Problem requirements
Copy all of the data below line for line. Scale every point coordinate by 1.6 and round each result to a whole number, rounding halves up, and leave the other lines unchanged.

Start of Records shown

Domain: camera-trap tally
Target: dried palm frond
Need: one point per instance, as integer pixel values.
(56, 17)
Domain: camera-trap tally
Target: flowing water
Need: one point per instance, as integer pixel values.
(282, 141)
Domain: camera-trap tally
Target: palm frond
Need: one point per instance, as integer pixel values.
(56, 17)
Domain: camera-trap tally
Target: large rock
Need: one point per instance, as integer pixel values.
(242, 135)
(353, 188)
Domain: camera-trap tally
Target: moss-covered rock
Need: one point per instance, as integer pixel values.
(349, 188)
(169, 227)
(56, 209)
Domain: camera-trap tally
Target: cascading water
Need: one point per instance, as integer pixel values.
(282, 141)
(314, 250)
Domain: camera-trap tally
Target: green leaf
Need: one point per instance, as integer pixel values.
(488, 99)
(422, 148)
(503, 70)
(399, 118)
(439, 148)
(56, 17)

End of Records shown

Finished exercise
Domain: camera-trap tally
Target: dried palm frond
Need: one point per instance, as integer pixel values.
(90, 27)
Domain: camera-trap tally
Target: flowing water
Need: one point per instance, as integer pixel values.
(451, 226)
Domain: camera-trap tally
Target: palm frond
Need: one point per instance, as integer pixel values.
(90, 27)
Domain: camera-trap tally
Target: large rock
Need: one point per instance, as integer pixel values.
(387, 216)
(565, 301)
Domain: camera-trap tally
Target: moss-covered rock
Need: one point per instance, as integer pixel values.
(558, 301)
(270, 363)
(90, 334)
Domain: camera-trap tally
Target: cascading water
Need: one point per instance, as integer pixel values.
(451, 226)
(502, 400)
Domain: camera-trap tally
Target: green leaf
Need: one point per instance, as integer pixel values.
(781, 158)
(675, 237)
(805, 112)
(638, 189)
(702, 237)
(90, 27)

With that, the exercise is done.